Top of Text section
The next room on their list is for a 14-year-old named Oliver from Kenosha, Wisconsin. Oliver was diagnosed with acute lymphoblastic leukemia (ALL) in 2011 when he was just 7 years old. Since then, he has battled his way through arduous treatments and endured the disappointment of multiple relapses. Oliver’s mother, Bev, says that although her son has been brave, their journey through cancer has been difficult.
“After a second relapse following two years of treatment which included radiation to Oliver’s brain, we were tired and discouraged,” Bev explains. “Oliver was expressing that he was ‘done,’ and at age 13, he needed to have a voice and a choice. Those were not fun months.”
Thankfully, a clinical trial became available that enrolled patients like Oliver, and he decided to give it a try. Since January 2018, Oliver’s bone marrow and blood tests have not detected any disease.
“It is hard to hope that this could be the miracle we have asked for,” Bev says. “It takes courage to just live life. But Oliver is an extraordinarily brave boy, and I have learned this to be true of all kids with cancer.”
Bottom of Text section
● **Problems to work on**
a. Please output the passage about Oliver from "The next room" to "detected any disease.", copied word for word.
b. According to the passage about Oliver, what kind of leukemia was he diagnosed with?
c. Carry the passage about Oliver forward, starting after its last sentence.
Top of Dataset entries
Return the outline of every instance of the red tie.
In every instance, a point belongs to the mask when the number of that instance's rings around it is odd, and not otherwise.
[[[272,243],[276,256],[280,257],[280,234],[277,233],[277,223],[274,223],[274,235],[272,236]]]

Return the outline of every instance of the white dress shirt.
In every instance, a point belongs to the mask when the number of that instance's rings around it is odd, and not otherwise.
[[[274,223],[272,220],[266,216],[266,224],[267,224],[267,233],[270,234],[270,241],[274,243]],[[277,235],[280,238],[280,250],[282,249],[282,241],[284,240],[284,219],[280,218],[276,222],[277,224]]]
Bottom of Dataset entries
Top of Dataset entries
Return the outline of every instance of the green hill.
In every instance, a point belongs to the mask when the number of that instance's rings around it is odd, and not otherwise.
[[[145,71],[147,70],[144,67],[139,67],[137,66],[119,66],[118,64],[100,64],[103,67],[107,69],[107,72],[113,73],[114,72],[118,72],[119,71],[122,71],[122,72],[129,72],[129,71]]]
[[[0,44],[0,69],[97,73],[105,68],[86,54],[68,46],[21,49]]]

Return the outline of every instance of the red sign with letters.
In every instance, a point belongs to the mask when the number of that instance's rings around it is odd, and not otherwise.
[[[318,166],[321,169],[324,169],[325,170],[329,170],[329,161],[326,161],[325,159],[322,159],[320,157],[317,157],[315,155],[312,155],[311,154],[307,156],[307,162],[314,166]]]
Bottom of Dataset entries
● **Responses to the exercise**
a.
The next room on their list is for a 14-year-old named Oliver from Kenosha, Wisconsin. Oliver was diagnosed with acute lymphoblastic leukemia (ALL) in 2011 when he was just 7 years old. Since then, he has battled his way through arduous treatments and endured the disappointment of multiple relapses. Oliver’s mother, Bev, says that although her son has been brave, their journey through cancer has been difficult.
“After a second relapse following two years of treatment which included radiation to Oliver’s brain, we were tired and discouraged,” Bev explains. “Oliver was expressing that he was ‘done,’ and at age 13, he needed to have a voice and a choice. Those were not fun months.”
Thankfully, a clinical trial became available that enrolled patients like Oliver, and he decided to give it a try. Since January 2018, Oliver’s bone marrow and blood tests have not detected any disease.

b. Acute lymphoblastic leukemia (ALL).

c.
This bravery is what Curwick says inspires her to encourage children in their fight. To design the perfect room, the Designing Dreams team learns about the person they are designing the room for, from their favorite colors to their interests and hobbies. While past rooms have featured cement floors transformed into hockey rinks and bedrooms into superhero hideouts, Oliver’s room will be uniquely his. Oliver is passionate about nature and loves birds, rocks and minerals as well as drawing maps.
“We have zero idea what the room will look like, and that is one of the best parts,” Bev says. “We are so curious and excited to see what Lauren and Designing Dreams cooks up. This is perfect timing for Oliver, who started high school this year and can’t wait to spend more time in his own personal paradise.”
Seeing the impact her work has on kids like Oliver helps motivate Curwick through the rigors of medical school. Designing Dreams is just the beginning of the ways she aspires to help children through their battles with illness.
“My experience with Designing Dreams has confirmed I’m on the right career track for me,” Curwick says. Her time at MCW has given her more opportunities to pursue this goal. During her years at MCW so far, Curwick has become increasingly involved in research and quality improvement studies. She connected with Kristin Bingen, PhD, psychologist and MCW associate professor, who works with children with cancer and blood disorders at Children’s Hospital of Wisconsin. After learning about Designing Dreams, Dr. Bingen and the larger psychosocial team began recommending patients who are eligible for Designing Dreams.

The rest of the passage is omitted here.